— PROMPT 1 —
Answer these questions from the passage on walking speed and aging, one line each:
(a) What is the average number of steps per minute among adults?
(b) What does the passage call the principal key in "speeding up to slow down aging"?
(c) After what age does the body begin losing a little muscle mass each year?
— PROMPT 2 —
Summarize the passage on walking speed and aging in two sentences.
— PROMPT 3 —
According to the passage on walking speed and aging, what outcomes does walking speed predict in people over 70? List all of them.

— SUPPLIED PASSAGE —
──────

Did you know that how fast you walk is a good predictor of your state of health? It’s true, walking speed (basically, the distance you can cover in a period of time) is a good indicator  of how well you are aging. Studies show the slower you walk, the more future concerns you will have with blood pressure, cholesterol and body fat levels that correlate strongly with age related diseases.

Walking speeds predicts dependency, mortality and institutionalization in people over 70. The number of steps you take per minute determines how quickly you get where you are going.  The average steps among adults are 117 steps per minute.  As the years pass by, people actually shorten their step length, which dramatically increases the risk of falling, lengthening the time to cover the same distance.

While we can’t stop the years passing, we can slow down the aging of our bodies and regain lost strength, balance and speed.  High intensity training is the principal key in “speeding up to slow down aging!” For many people, this might sound too hard or scary to try at “my age.” However, it could be accomplished simply by walking almost as fast as possible, followed by a slow recovery walk.

First, why do our bodies slow down through the years? The aging slow down is caused physiologically by the loss of a little muscle mass each year after 25. By 70, the total loss can be close to 30%. The loss of strength is directly tied to the loss of speed. Basically, a person can’t move fast without being strong.

──────

— MATERIAL PROVIDED —
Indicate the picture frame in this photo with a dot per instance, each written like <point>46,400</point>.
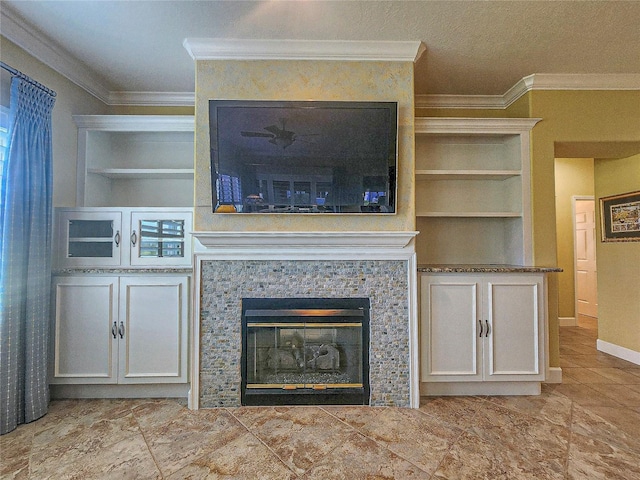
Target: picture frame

──────

— ANSWER AREA 1 —
(a) 117 steps per minute
(b) High intensity training
(c) 25

— ANSWER AREA 2 —
Walking speed is a good indicator of how well a person is aging, and slower walking is linked to future concerns with blood pressure, cholesterol and body fat levels. The body slows down because it loses a little muscle mass each year after 25, but high intensity training can help regain lost strength, balance and speed, for example walking almost as fast as possible followed by a slow recovery walk.

— ANSWER AREA 3 —
- Dependency
- Mortality
- Institutionalization